• **Qué hacer**
Extrae sin cambios, del texto sobre el humor y la libertad, el tramo desde "Vivimos tiempos polarizados" hasta "de las apariencias.".

Santa Anita, el humor y la libertad

El humor y la política nunca han estado reñidos, pero en estos momentos la toxicidad de las redes y sus totalitarismos lo está complicando todo: nada puede hacerse ni decirse sin tomar partido

Vivimos tiempos polarizados y frenéticos, mediatizados por el tremendismo de las redes sociales y su disposición al absoluto, al blanco o negro, al conmigo o contra mí y otras mecánicas que por lo general tienen víctimas concretas: la verdad. El pretendido homicidio al sentido del humor parece enmarcarse en estos tiempos donde reina la intolerancia y la sensibilidad está a flor de piel.

Es verdad que en Bolivia no estamos muy habituados a reírnos de nosotros mismos; que por lo general, por el trauma de la colonia, por la frustración, por una torpe competitividad, porque las bromas no son buenas o por lo que sea, las reacciones no suelen ser de lo más tolerante más allá de las apariencias.

• **Conjunto de filas**
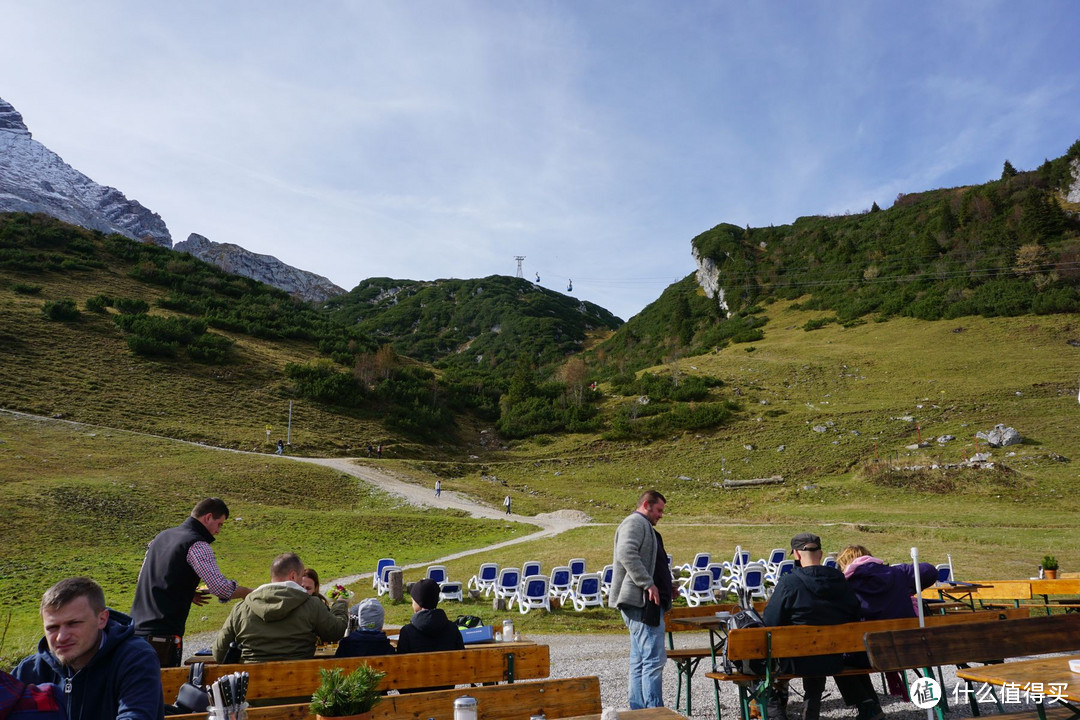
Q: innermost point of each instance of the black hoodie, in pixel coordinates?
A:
(817, 595)
(430, 630)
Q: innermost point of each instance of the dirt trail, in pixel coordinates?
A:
(551, 524)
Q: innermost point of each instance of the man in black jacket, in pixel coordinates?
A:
(175, 562)
(817, 595)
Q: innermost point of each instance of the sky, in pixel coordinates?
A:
(441, 138)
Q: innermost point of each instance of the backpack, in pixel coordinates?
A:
(743, 619)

• **Tarea resuelta**
Vivimos tiempos polarizados y frenéticos, mediatizados por el tremendismo de las redes sociales y su disposición al absoluto, al blanco o negro, al conmigo o contra mí y otras mecánicas que por lo general tienen víctimas concretas: la verdad. El pretendido homicidio al sentido del humor parece enmarcarse en estos tiempos donde reina la intolerancia y la sensibilidad está a flor de piel.

Es verdad que en Bolivia no estamos muy habituados a reírnos de nosotros mismos; que por lo general, por el trauma de la colonia, por la frustración, por una torpe competitividad, porque las bromas no son buenas o por lo que sea, las reacciones no suelen ser de lo más tolerante más allá de las apariencias.